Arrange every line of the data below into a Markdown table with two columns, Number and Line, giving each row its sequence number and skipping blank lines.

____________

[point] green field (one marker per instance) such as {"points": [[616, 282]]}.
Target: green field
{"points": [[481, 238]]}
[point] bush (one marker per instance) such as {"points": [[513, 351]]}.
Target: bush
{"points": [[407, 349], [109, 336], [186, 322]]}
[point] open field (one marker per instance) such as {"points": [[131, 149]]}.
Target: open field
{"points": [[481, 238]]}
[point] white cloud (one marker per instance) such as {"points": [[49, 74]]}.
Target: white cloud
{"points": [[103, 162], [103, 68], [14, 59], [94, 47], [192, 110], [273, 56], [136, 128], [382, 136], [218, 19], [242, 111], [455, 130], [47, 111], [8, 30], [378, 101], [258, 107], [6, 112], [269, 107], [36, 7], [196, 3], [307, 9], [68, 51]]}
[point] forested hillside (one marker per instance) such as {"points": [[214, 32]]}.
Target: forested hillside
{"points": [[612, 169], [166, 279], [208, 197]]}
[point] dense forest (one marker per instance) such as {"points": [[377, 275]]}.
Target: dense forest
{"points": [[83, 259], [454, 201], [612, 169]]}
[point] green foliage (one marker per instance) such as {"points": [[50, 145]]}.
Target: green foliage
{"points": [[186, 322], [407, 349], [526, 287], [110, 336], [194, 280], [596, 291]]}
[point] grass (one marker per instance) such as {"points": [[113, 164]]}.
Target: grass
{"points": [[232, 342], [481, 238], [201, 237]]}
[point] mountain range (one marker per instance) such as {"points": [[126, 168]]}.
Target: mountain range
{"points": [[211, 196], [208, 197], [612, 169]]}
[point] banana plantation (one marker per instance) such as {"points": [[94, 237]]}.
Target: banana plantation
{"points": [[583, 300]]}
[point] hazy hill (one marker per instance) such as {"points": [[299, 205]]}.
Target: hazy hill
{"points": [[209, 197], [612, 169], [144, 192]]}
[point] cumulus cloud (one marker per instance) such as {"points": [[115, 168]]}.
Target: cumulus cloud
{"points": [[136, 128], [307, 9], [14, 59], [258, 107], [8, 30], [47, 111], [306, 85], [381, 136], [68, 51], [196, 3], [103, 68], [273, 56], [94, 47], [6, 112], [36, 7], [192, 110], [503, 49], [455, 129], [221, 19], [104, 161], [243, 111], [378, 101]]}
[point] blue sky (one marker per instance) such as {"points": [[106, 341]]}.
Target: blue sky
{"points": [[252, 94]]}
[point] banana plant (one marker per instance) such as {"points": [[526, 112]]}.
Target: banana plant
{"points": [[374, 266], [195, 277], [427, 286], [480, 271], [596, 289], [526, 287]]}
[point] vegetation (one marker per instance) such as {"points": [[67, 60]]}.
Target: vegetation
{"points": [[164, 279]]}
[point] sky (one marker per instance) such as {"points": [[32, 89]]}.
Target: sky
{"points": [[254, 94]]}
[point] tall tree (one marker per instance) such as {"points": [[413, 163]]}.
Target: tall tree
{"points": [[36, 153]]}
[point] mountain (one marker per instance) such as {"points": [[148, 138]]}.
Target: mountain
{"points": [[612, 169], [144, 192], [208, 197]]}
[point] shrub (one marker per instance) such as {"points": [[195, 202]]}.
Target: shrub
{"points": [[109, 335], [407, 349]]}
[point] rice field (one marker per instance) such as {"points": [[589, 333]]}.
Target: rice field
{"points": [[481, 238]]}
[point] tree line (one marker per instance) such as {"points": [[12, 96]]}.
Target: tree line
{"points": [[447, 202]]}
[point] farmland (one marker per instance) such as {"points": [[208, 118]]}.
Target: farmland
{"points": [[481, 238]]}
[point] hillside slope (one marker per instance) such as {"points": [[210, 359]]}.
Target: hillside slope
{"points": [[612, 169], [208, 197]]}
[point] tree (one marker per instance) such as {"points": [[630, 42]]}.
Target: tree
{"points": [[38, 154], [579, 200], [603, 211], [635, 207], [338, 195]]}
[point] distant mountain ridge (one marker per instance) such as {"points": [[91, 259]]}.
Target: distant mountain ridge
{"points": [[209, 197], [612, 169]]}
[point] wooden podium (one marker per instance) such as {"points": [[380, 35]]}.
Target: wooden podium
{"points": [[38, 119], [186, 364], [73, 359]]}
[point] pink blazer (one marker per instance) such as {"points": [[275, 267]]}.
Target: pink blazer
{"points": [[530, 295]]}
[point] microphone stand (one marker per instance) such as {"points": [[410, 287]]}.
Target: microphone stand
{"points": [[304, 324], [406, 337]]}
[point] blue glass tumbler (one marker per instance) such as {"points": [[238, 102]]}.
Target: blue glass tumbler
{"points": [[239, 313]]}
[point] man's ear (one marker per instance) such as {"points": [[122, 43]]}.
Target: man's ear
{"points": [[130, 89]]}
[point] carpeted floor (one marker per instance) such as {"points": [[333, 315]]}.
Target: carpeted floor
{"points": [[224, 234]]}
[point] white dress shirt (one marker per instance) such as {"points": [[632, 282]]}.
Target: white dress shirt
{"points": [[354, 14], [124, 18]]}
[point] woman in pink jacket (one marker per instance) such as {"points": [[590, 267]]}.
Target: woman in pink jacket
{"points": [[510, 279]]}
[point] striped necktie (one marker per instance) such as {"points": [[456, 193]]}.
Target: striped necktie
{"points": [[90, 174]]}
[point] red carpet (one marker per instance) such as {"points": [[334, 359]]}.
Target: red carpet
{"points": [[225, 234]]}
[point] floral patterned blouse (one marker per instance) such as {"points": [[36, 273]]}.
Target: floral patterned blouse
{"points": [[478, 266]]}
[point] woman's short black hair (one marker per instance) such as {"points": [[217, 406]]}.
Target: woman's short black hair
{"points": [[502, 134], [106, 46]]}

____________

• [PROBLEM SOLUTION]
| Number | Line |
|---|---|
| 1 | [point] green field (one marker per instance) such as {"points": [[616, 282]]}. |
| 2 | Target: green field |
| 3 | {"points": [[481, 238]]} |
| 4 | [point] bush (one marker per instance) such as {"points": [[513, 351]]}. |
| 5 | Target: bush |
| 6 | {"points": [[407, 349], [109, 336], [186, 322]]} |
| 7 | [point] open field (one marker per instance) such as {"points": [[131, 149]]}. |
| 8 | Target: open field |
| 9 | {"points": [[481, 238]]} |
| 10 | [point] white cloud (one marker per instance) such as {"points": [[49, 74]]}. |
| 11 | Target: white cloud |
| 12 | {"points": [[103, 162], [103, 68], [14, 59], [94, 47], [192, 110], [273, 56], [136, 128], [382, 136], [218, 19], [242, 111], [455, 130], [47, 111], [8, 30], [378, 101], [258, 107], [6, 112], [269, 107], [36, 7], [196, 3], [307, 9], [68, 51]]} |
| 13 | [point] forested hillside (one marker per instance) such as {"points": [[214, 32]]}. |
| 14 | Target: forested hillside |
| 15 | {"points": [[612, 169], [166, 279], [208, 197]]} |
| 16 | [point] dense forest (one marker per instance) such as {"points": [[377, 275]]}. |
| 17 | Target: dense forest |
| 18 | {"points": [[83, 259], [454, 201], [612, 169]]} |
| 19 | [point] green foliage (one marker per instance) such as {"points": [[50, 145]]}. |
| 20 | Target: green foliage |
| 21 | {"points": [[186, 322], [407, 349], [526, 287], [110, 336], [194, 280], [596, 291]]} |
| 22 | [point] grass (one marker per instance) such as {"points": [[113, 164]]}. |
| 23 | Target: grass |
| 24 | {"points": [[232, 342], [481, 238], [201, 237]]} |
| 25 | [point] mountain range (one marker per instance) such as {"points": [[126, 168]]}. |
| 26 | Target: mountain range |
| 27 | {"points": [[211, 196], [208, 197], [612, 169]]} |
| 28 | [point] banana plantation (one marker per instance) such as {"points": [[94, 237]]}. |
| 29 | Target: banana plantation |
| 30 | {"points": [[583, 300]]} |
| 31 | [point] hazy hill (one marker per instance) such as {"points": [[299, 205]]}. |
| 32 | Target: hazy hill |
| 33 | {"points": [[209, 197], [612, 169], [144, 192]]} |
| 34 | [point] cumulus cloud (one marker per instance) such as {"points": [[115, 168]]}. |
| 35 | Target: cumulus cloud |
| 36 | {"points": [[136, 128], [307, 9], [14, 59], [258, 107], [8, 30], [47, 111], [306, 85], [381, 136], [68, 51], [196, 3], [103, 68], [273, 56], [94, 47], [6, 112], [36, 7], [192, 110], [503, 49], [455, 129], [221, 19], [104, 161], [243, 111], [378, 101]]} |
| 37 | [point] blue sky (one marker per instance) such as {"points": [[106, 341]]}. |
| 38 | Target: blue sky |
| 39 | {"points": [[252, 94]]} |
| 40 | [point] banana plant (one marker per instance) such as {"points": [[526, 112]]}. |
| 41 | Target: banana plant |
| 42 | {"points": [[374, 266], [195, 277], [427, 286], [480, 271], [596, 289], [526, 287]]} |
| 43 | [point] vegetation (one marker per instance) such as {"points": [[67, 60]]}. |
| 44 | Target: vegetation |
| 45 | {"points": [[164, 279]]} |
| 46 | [point] sky (one marker per instance) such as {"points": [[32, 89]]}. |
| 47 | Target: sky |
| 48 | {"points": [[254, 94]]} |
| 49 | [point] tall tree (one marker per instance) such as {"points": [[413, 163]]}. |
| 50 | Target: tall tree |
| 51 | {"points": [[36, 153]]} |
| 52 | [point] mountain (one marker per instance) such as {"points": [[148, 138]]}. |
| 53 | Target: mountain |
| 54 | {"points": [[612, 169], [144, 192], [208, 197]]} |
| 55 | [point] shrub (one marker per instance) such as {"points": [[195, 202]]}. |
| 56 | Target: shrub |
| 57 | {"points": [[109, 335], [407, 349]]} |
| 58 | [point] rice field (one marker per instance) such as {"points": [[589, 333]]}. |
| 59 | Target: rice field |
| 60 | {"points": [[481, 238]]} |
| 61 | [point] tree line (one marker per instance) such as {"points": [[12, 96]]}. |
| 62 | Target: tree line |
| 63 | {"points": [[447, 202]]} |
| 64 | [point] farmland (one marker per instance) such as {"points": [[208, 118]]}. |
| 65 | Target: farmland |
| 66 | {"points": [[481, 238]]} |
| 67 | [point] hillside slope (one marker per instance) such as {"points": [[210, 359]]}. |
| 68 | Target: hillside slope |
| 69 | {"points": [[612, 169], [208, 197]]} |
| 70 | [point] tree (one marker per instance) such as {"points": [[630, 42]]}. |
| 71 | Target: tree |
| 72 | {"points": [[38, 154], [579, 200], [603, 211], [635, 207], [338, 195]]} |
| 73 | [point] distant mountain ridge (one marker per instance) such as {"points": [[91, 259]]}. |
| 74 | Target: distant mountain ridge |
| 75 | {"points": [[209, 197], [612, 169]]} |
| 76 | [point] wooden podium (one marker per instance) such as {"points": [[380, 35]]}. |
| 77 | Target: wooden podium |
| 78 | {"points": [[38, 119], [186, 364], [73, 359]]} |
| 79 | [point] pink blazer (one marker per instance) such as {"points": [[275, 267]]}. |
| 80 | Target: pink blazer |
| 81 | {"points": [[530, 295]]} |
| 82 | [point] microphone stand (one marker per instance) such as {"points": [[410, 287]]}. |
| 83 | Target: microphone stand |
| 84 | {"points": [[304, 324], [406, 337]]} |
| 85 | [point] blue glass tumbler (one marker per instance) such as {"points": [[238, 102]]}. |
| 86 | Target: blue glass tumbler |
| 87 | {"points": [[239, 313]]} |
| 88 | [point] man's ear (one marker per instance) such as {"points": [[122, 43]]}. |
| 89 | Target: man's ear |
| 90 | {"points": [[130, 89]]} |
| 91 | [point] carpeted floor (one marker per instance) such as {"points": [[333, 315]]}. |
| 92 | Target: carpeted floor |
| 93 | {"points": [[224, 234]]} |
| 94 | [point] white dress shirt (one marker per instance) such as {"points": [[632, 282]]}. |
| 95 | Target: white dress shirt |
| 96 | {"points": [[354, 14], [124, 18]]} |
| 97 | [point] woman in pink jacket (one marker per instance) such as {"points": [[590, 267]]}. |
| 98 | Target: woman in pink jacket |
| 99 | {"points": [[510, 279]]} |
| 100 | [point] striped necktie (one marker per instance) such as {"points": [[456, 193]]}. |
| 101 | Target: striped necktie |
| 102 | {"points": [[90, 174]]} |
| 103 | [point] red carpet (one marker per instance) such as {"points": [[334, 359]]}. |
| 104 | Target: red carpet |
| 105 | {"points": [[225, 234]]} |
| 106 | [point] floral patterned blouse (one marker per instance) such as {"points": [[36, 273]]}. |
| 107 | Target: floral patterned blouse |
| 108 | {"points": [[478, 266]]} |
| 109 | [point] woman's short black hair (one marker per instance) such as {"points": [[217, 406]]}. |
| 110 | Target: woman's short black hair |
| 111 | {"points": [[502, 134], [106, 46]]} |